(Objetivo planteado):
Continúa el hilo del foro sobre telemetría con radiomodems a partir de su última frase.

(Fuente):
☆ ☆ ☆ ☆ ☆ ☆ ☆

# Sistema de Telemetría con Radiomodems



## fedebuyito (Nov 14, 2008)

Que tal, me encuentro con determinados dispositivos que tienen interface de comunicación rs232 y que necesito manejar desde un PC. En una conexión uno a uno (PC con dispositivo) estos realizan las siguientes operaciones de comunicación:

reciben: (byte de identificacion de dispositivo) + (byte de indentificacion de comando)
ejemplo1: FF01. Secuencia de bytes que le solicita al dispositivo "FF" realizar el comando "01", que es en este caso-> "enviar datos de telemetría"

envían: (byte de identificacion de dispositivo) + (bytes de datos)
ejemplo2 (en respuesta al ejemplo1): FF0A2EFE secuencia de respuesta que le dice a la PC que el dispositivo "FF" le envía los datos de telemetría "0A2EFE"

Ahora bien, mi problema es que tengo más de un dispositivo que quiero comandar desde la PC y además cada uno se encuentra a muchos km de distancia. Por lo que la opción de utilizar radiomodems es la que tengo sugerida.
Necesito encontrar algún sistema que "concentre" la información rs232 que viaja en sentido hacia la PC y hacia los dispositivos y la distribuya a estos según al destinatario que corresponda y por medio del byte de identificación, ya que este "protocolo" de comunicación que detallé en los ejemplos es fijo e inalterable. No sé casi nada de Radiomodems pero quiero saber si estos sistemas tienen la suficiente inteligencia como para distribuir a las terminales remotas a partir de la trama de bytes que reciben y si es factible lo que propongo.

Desde ya muchas gracias.


----------



## Luis_electronica (Nov 15, 2008)

Cada estación remota comunicada con un radiomodem, transmisor mediante SMS ó TCP/IP, tiene un tren de comunicación compuesto de tres partes: 
(1) Identificación de quién quiere hablar con quién (tu duda), 
(2) que quiere decirle (datos, custiones de servico, protocolos, etc) y 
(3) verificación del paquete de datos, aveces llamado CRC, análisis de errores críticos.
Cuando leas o escribas desde la PC a una estación remota con un radiomodem, si o si deberás llamar a esta estación por su dirección en la red, y luego leer/escribir los datos que te interesan.
En la programación mínima y previa de cada radio modem, está vía switch o software, la asignación de una dirección específica, en general nominada entre 1 y 32. Esta dirección será única para cada aparato.

☆ ☆ ☆ ☆ ☆ ☆ ☆

(Información mostrada):
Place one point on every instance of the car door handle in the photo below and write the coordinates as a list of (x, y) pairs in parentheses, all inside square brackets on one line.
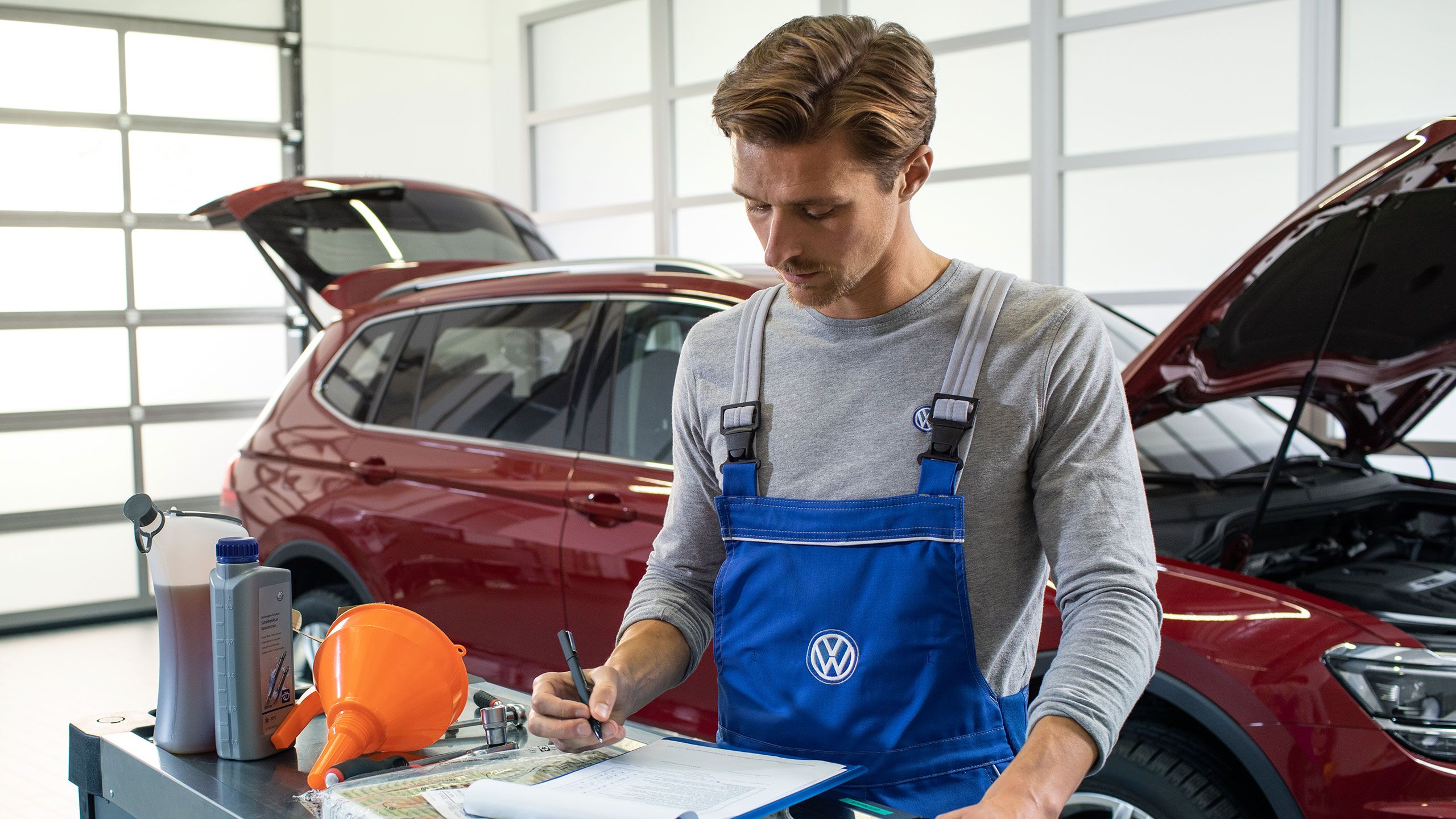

☆ ☆ ☆ ☆ ☆ ☆ ☆

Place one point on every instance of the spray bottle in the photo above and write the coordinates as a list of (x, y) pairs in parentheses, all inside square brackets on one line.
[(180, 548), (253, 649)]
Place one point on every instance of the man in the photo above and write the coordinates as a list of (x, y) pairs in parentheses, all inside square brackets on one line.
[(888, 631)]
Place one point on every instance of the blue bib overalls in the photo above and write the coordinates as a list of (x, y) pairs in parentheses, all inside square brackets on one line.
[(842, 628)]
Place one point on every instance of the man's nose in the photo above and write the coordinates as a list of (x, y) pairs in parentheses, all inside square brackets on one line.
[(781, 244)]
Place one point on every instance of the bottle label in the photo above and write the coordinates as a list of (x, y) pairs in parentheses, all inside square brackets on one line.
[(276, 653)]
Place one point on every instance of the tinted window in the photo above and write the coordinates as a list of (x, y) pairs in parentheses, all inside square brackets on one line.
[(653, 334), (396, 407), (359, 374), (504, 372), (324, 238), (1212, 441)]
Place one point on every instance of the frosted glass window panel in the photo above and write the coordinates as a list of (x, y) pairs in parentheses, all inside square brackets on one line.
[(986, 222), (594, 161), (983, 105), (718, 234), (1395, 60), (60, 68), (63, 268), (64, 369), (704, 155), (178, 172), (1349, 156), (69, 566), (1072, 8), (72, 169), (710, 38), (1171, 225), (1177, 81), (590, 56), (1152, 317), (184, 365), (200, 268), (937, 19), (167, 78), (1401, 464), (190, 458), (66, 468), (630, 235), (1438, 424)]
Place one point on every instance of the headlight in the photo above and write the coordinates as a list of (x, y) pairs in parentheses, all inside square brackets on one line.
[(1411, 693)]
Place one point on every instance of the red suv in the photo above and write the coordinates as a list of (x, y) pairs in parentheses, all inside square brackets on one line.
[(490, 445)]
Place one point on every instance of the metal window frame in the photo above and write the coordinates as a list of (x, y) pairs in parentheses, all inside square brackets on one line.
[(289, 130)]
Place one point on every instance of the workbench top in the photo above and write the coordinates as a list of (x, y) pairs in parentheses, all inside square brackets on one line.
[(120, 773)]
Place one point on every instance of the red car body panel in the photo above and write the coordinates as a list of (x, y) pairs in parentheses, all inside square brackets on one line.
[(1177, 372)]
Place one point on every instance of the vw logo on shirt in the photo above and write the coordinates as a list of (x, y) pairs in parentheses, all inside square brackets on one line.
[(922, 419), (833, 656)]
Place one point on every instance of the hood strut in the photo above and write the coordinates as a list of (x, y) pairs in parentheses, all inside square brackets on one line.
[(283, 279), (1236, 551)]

☆ ☆ ☆ ☆ ☆ ☆ ☆

(Problema resuelto):
*Ejemplo básico en ModBus:* [(Direccion 1 llama a Direccion 4), (le escribirá Byts, empezando desde el Byt número 100 y enviando un total de 20), (los datos serán escritos en el destino a partir del Byt destino número 10, y en un total de 20 datos), (CRC)]
O sea que la estación 1, la PC, escribe en un remoto llamado  estación 4, Byts (palabras) desde la número 100 hasta la número 120, y en el destino esas palabras se verán escritas desde la palabra número 10 hasta la número 30, luego las palabras de control de transmisión


----------



## fedebuyito (Nov 16, 2008)

1) Quieres decir entonces que en ese sistema que propones sirve el protocolo de comunicacion que comento al principio? es decir: alcanza con ese byte de identificacion para que el concentrador de radio modem distribuya los datos al destino correcto? Si esto es asi: 
1.a) Qué marca o aparato concreto y con qué especificaciones me puedes recomendar?
1.b) Porque transmitir en TCP/IP o SMS si el ruteo se consigue con la trama rs232

2) No interpreto tu ejemplo en ModBus, Mod Bus que es?

Saludos.


----------



## Luis_electronica (Nov 16, 2008)

Radiomodem en RS232 hay de muchas marcas en el mercado. 
1.a  Te sugiero que averigues en www.damez.com.ar ó www.schillig.com.ar por nombrar dos que conozco ó uso.
1.b    Al usar comunicación por SMS, se solucionan dos de los problemas más notorios de los radio modems. La necesidad de una relativa visión directa entre las antenas, y la presencia de estas antenas a gran altura y descubiertas, son perfectos pararrayos y asesinos de equipos de comunicación.
Los transmisores SMS, el COM9807 de www.iea.com.ar por ejemplo, usa antenas tipo celular, y usa la red de celulares, por lo queel alcance está relacionado con la red de Personal, Claro ó Movistar.
Los comunicadores tienen entrada por puerto RS232.
Usaría TCP/IP si además necesitaría poner una red de PC, entonces hago todo en uno. También tengo antenas altas y peligrosas con los rayos
2  Modbus es un protocolo abierto y estandard de comunicación entre PLC y SCADAS www.modbus.org
Saludos


----------



## fedebuyito (Nov 20, 2008)

He leido mucha de la información que me has sugerido, muchas gracias por tu aporte.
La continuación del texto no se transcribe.